We have developed some time series (ARIMA) and smoothing models (Holt-Winters) that forecast monthly air traffic revenues. These flows are quite large on a daily basis, with monthly aggregates being accordingly large.

 

These models seem to work very well on a quarterly and annual basis. When using monthly values, however, we get issues with February. The extra few days the other months have make a huge difference in terms of $ received.

 

It seems that the first February forecast after the end of historical data always has very large growth when comparing to February of the previous year. This settles down in the following February forecasts. Obviously this is masked in quarterly and annual forecasts. It does make some sense for the ARIMA models, which use AR components from months that have a few days more than January. Holt-Winters is also affected by this, especially in the level component.

#### Stored records
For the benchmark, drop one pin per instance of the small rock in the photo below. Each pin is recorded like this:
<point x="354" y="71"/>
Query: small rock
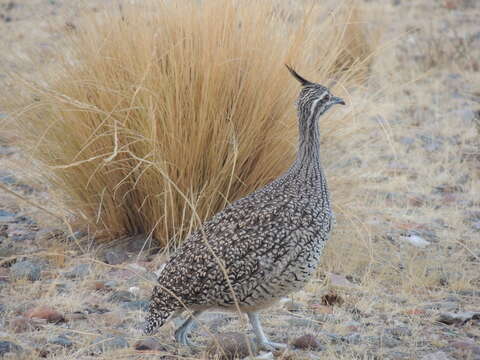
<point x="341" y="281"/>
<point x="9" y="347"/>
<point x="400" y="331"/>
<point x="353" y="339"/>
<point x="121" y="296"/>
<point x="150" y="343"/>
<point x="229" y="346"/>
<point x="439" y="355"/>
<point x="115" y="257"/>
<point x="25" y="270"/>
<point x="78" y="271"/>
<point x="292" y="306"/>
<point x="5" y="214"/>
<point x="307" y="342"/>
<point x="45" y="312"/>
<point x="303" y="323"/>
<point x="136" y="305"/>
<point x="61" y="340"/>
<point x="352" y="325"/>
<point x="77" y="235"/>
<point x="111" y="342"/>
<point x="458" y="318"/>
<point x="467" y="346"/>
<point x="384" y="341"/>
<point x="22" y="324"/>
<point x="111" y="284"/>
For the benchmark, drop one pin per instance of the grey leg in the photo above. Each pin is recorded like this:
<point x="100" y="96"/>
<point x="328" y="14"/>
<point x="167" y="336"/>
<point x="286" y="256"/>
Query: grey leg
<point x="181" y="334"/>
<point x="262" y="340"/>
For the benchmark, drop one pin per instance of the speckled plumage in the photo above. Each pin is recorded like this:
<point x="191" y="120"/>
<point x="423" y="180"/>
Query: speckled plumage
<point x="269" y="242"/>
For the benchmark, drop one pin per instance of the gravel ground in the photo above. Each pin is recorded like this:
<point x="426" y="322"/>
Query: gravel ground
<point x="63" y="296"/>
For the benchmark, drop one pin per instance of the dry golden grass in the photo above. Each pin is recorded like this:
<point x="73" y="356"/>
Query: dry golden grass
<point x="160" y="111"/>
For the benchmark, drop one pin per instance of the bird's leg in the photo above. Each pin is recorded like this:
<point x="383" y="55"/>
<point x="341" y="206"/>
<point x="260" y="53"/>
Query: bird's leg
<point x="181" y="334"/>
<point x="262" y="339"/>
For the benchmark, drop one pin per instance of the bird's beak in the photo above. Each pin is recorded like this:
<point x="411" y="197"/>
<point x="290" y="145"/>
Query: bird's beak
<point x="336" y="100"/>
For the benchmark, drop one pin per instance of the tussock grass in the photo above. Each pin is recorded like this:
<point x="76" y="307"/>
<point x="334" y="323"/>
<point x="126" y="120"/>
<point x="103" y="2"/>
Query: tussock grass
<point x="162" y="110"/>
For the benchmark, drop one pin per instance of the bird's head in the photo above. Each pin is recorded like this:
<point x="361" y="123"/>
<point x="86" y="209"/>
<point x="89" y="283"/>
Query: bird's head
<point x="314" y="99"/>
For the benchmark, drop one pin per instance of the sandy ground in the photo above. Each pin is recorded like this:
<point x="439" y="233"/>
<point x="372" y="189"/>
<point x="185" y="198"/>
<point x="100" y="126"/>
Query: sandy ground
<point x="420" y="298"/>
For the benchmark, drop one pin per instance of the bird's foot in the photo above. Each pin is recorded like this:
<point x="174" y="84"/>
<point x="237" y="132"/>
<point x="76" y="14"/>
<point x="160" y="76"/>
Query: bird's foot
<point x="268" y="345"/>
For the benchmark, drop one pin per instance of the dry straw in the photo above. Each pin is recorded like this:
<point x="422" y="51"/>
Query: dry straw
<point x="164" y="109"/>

#### Given instruction 1
According to the text on forecasting monthly air traffic revenues, why do the models run into trouble with February when monthly values are used?
#### Given instruction 2
Pick up the text on forecasting monthly air traffic revenues after its final sentence and continue it.

#### Written response 1
The other months have a few extra days, and because the revenue flows are so large, those extra days make a huge difference in the dollars received. February's shorter length therefore stands out in the monthly figures.

#### Written response 2
So the question I have is should every February be adjusted for this discrepancy, or does SAS somehow account for the number of days in a month when doing a monthly forecast? It seems to me that if these methods will "bleed" growth from other months into February that never would have existed due to the shorter number of days, a February adjusted is needed given the large amount of flows. If such an adjustment is necessary, can you advise on an acceptable method? One I can see is simply normalizing the forecast base on days. For example, the average number of days in a month is 365/12=30.42 days. Now if February's forecast is too high, would we take forecast*(28days/30.42days).

 

Any advice is great!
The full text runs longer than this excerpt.